- _Problem to solve_:
Pick out every line of the data below that contains the word "woman" and copy each one in full.

- _Extracted records_:
>>>>
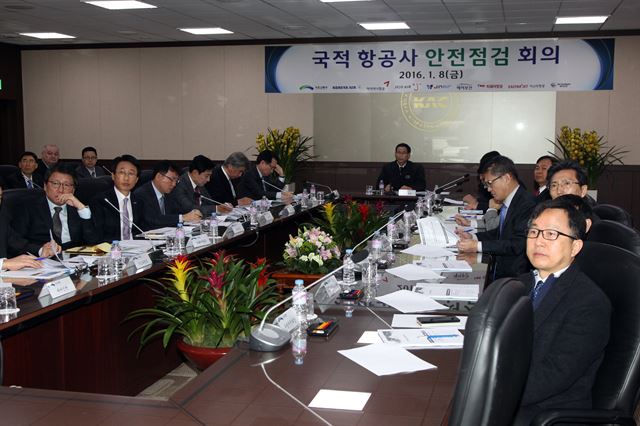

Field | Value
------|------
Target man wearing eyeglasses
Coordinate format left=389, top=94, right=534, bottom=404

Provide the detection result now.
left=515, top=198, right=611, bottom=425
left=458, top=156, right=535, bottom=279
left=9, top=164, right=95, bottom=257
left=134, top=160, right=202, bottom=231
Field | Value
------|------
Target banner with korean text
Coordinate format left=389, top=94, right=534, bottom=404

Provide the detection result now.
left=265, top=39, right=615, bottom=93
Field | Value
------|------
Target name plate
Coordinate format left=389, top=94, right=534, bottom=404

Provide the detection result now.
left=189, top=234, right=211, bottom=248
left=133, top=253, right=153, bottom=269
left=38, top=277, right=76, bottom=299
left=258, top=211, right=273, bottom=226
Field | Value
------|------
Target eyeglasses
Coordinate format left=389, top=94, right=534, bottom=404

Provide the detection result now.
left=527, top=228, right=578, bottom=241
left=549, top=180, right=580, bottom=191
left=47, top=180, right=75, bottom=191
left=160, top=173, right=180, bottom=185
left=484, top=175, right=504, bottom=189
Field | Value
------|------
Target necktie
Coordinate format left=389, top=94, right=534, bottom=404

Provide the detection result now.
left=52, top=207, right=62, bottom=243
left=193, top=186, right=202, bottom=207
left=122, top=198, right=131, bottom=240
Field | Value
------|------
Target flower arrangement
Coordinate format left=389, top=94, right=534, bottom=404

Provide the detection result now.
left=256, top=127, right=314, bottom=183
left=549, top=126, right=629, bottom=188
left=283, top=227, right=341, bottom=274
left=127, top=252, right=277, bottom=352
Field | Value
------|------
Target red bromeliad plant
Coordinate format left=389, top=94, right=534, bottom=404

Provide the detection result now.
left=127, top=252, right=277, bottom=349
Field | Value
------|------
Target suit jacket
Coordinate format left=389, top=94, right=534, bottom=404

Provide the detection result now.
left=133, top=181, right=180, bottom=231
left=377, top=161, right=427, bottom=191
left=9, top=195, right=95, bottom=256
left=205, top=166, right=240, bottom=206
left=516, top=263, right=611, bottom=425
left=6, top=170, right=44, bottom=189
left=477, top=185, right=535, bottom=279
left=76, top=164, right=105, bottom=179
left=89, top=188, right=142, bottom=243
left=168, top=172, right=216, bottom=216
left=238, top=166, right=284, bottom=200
<<<<
>>>>
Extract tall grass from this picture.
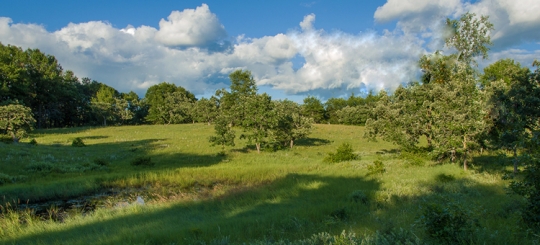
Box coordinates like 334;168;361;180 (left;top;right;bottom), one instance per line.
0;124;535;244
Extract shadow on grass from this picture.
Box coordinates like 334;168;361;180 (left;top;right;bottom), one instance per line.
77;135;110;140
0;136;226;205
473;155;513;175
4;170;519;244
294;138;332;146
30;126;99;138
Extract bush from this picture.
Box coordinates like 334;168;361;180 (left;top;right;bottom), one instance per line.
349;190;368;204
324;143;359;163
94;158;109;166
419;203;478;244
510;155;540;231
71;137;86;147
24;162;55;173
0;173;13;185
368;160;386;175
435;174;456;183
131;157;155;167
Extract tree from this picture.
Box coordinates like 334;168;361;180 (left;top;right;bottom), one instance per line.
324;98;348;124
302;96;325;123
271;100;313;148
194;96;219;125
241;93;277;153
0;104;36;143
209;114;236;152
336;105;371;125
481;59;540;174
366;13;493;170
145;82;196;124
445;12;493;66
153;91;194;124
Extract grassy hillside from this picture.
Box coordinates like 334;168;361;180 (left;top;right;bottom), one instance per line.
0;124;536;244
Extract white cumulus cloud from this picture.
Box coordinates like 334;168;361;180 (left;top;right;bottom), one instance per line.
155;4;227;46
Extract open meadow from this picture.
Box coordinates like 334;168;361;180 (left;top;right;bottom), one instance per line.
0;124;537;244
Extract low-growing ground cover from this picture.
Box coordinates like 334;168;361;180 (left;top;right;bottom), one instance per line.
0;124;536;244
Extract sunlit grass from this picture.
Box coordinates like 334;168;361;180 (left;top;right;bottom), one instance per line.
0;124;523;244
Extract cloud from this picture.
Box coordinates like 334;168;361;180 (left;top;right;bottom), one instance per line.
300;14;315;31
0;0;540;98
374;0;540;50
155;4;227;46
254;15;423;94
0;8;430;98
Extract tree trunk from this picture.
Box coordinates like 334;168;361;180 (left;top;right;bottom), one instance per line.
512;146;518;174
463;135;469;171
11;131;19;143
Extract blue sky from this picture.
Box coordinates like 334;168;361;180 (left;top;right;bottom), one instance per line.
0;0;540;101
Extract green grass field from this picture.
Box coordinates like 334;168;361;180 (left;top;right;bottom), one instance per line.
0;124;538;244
<<<<
>>>>
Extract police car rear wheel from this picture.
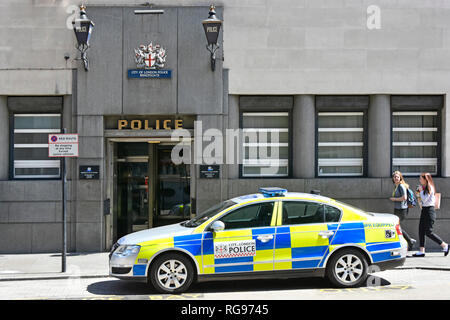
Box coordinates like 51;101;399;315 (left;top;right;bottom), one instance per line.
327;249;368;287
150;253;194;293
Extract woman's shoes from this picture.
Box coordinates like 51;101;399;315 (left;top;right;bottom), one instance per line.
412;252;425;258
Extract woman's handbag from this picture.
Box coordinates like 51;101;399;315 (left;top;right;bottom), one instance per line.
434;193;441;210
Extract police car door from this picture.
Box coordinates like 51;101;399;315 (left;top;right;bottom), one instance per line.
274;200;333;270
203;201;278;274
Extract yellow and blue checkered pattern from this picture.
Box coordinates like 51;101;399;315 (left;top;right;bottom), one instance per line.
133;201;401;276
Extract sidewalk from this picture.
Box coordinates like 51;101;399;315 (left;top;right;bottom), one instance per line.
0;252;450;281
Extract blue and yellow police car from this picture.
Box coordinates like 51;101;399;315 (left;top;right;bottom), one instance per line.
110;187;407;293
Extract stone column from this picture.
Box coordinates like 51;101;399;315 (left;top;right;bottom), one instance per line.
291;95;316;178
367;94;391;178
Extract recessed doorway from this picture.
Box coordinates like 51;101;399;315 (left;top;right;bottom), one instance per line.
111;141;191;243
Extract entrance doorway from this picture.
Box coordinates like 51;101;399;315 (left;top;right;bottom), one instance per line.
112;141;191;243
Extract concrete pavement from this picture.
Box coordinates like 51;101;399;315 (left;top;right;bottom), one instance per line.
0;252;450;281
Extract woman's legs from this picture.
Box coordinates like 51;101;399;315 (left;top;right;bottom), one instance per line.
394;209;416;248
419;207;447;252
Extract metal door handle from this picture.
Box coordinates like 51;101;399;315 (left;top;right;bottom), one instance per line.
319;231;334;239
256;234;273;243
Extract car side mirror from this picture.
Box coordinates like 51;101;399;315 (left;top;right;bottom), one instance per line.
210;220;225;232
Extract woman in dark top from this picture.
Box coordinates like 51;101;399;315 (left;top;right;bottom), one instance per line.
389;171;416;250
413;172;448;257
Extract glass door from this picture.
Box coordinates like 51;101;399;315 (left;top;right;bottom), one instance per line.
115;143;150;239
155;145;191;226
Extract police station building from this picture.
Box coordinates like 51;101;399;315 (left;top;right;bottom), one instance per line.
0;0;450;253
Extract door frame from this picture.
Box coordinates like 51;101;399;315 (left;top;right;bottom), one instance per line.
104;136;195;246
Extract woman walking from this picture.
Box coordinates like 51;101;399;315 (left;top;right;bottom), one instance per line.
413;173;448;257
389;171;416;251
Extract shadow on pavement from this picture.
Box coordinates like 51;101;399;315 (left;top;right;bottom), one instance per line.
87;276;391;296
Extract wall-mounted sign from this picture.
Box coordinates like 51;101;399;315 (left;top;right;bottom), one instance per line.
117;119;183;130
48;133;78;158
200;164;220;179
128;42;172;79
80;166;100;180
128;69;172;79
<<<<
- _Exercise response_:
Extract woman's shoes from this picture.
Extract woman's handbag from this picture.
Extract woman's legs from this picture.
Extract woman in dark top from this picture.
Extract woman walking from this picture.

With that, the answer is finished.